··· Supplied records ···

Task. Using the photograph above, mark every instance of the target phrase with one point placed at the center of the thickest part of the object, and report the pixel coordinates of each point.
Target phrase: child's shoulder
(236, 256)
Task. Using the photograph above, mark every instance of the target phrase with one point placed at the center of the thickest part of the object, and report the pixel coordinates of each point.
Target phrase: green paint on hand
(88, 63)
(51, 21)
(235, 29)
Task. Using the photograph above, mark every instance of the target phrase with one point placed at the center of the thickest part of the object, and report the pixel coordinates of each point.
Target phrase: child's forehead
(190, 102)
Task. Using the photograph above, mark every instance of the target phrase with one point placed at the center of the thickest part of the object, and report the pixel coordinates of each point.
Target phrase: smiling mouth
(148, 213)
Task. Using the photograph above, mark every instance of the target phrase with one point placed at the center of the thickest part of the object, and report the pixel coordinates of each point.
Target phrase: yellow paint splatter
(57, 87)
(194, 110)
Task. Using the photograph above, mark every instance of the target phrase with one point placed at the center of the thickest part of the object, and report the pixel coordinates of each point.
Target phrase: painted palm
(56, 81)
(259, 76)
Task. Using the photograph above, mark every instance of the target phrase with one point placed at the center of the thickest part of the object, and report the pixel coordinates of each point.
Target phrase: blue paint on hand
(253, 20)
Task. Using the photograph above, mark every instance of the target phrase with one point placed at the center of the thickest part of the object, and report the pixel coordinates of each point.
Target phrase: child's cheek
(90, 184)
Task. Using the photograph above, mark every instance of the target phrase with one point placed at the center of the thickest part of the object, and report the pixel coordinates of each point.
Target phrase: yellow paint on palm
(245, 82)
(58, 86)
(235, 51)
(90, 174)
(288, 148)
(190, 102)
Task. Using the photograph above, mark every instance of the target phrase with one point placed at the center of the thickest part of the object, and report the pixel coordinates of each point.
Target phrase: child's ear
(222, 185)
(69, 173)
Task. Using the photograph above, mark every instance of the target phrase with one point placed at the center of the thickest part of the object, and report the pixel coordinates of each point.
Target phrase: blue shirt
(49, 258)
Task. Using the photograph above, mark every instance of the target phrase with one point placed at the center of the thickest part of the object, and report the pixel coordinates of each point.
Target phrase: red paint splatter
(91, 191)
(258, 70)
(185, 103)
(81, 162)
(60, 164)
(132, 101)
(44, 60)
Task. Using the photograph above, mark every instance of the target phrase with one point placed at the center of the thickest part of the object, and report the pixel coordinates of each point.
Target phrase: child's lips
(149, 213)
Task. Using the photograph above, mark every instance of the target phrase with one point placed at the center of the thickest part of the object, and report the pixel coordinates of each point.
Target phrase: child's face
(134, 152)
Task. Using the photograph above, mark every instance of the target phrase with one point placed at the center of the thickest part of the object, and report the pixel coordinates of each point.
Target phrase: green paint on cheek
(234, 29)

···

Every line above should be printed again exactly as it stands.

Task. Using the photograph above, mark every instance of the target phrase with one point placed at the center of the thickest part of the object, and report the pixel coordinates of each point.
Target phrase: child's shoulder
(236, 256)
Task. Using the photograph above, mark every instance of the target phrase with one point placed at the center of the thickest part of the object, and report the pixel coordinates of each point.
Target phrase: green paint on hand
(88, 63)
(51, 21)
(235, 29)
Task. Using the photograph above, mark every instance of the target phrase with one point placed at the center of the thickest part of the object, and report the pixel coordinates of each point.
Target phrase: child's forehead
(190, 102)
Task. Using the photograph above, mark every instance of the target phrase with one point placed at the center of the thickest part of the object, and report the pixel coordinates of each point.
Target phrase: smiling mouth
(148, 213)
Task. Using the photograph above, mark every instance of the target phrase with one point placed at the center of the thickest part of the object, and report the pixel coordinates of each point.
Target phrase: yellow paint splatter
(57, 87)
(194, 110)
Task. Using the photograph above, mark every instance of the target phrase with one point placed at the center of the thickest part of the object, and report the pixel coordinates of each point.
Target phrase: painted palm
(56, 81)
(259, 76)
Task. Using the photograph above, mark every instance of the target phrase with one point placed at the center of the thickest part of the object, and report the pixel coordinates of each point.
Target phrase: blue paint on hand
(253, 20)
Task. Using the photograph above, mark every instance of the target phrase with one point placed at the center of the thickest part of the object, and report the pixel coordinates of each point.
Target phrase: child's cheek
(90, 184)
Task. Using the photograph above, mark every instance of the target phrase with one point placed at the center of the thickest part of the object, and report the pixel coordinates of each point.
Target phrase: yellow paint on palm
(245, 82)
(58, 86)
(235, 51)
(90, 174)
(288, 148)
(190, 102)
Task. Using the photograph above, mark every instance of the target phrase with one point placed at the center of the thickest part of the object, and report the pixel coordinates of each point.
Target phrase: child's ear
(222, 185)
(69, 173)
Task. Using the photograph above, mark every instance of the target phrase with one point placed at the center of the thickest part of the object, and report the pixel coordinates of each point.
Target phrase: blue shirt
(49, 258)
Task. Using the photograph above, mark every instance of the target phrase with one point placed at the center of the thickest part of the object, and report the pixel coordinates of each point.
Target phrase: red paint splatter
(91, 191)
(258, 70)
(185, 103)
(81, 162)
(60, 164)
(132, 101)
(44, 60)
Task. Using the photograph above, mark every instance of the target phrase with one point placed at the center of the thickest part of the object, and report the pixel coordinates of each point.
Target phrase: child's lips
(149, 213)
Task. Using the photograph above, mark every instance of the target phrase with one point placed at the center of the thickest part of the object, and report the pixel coordinates of each point.
Target phrase: child's face
(134, 152)
Task. Using the photograph above, mark every instance of the target phrase with one point placed at the center of the thickest part of the object, and report the pixel coordinates of each point.
Target phrase: green paint on cheek
(234, 29)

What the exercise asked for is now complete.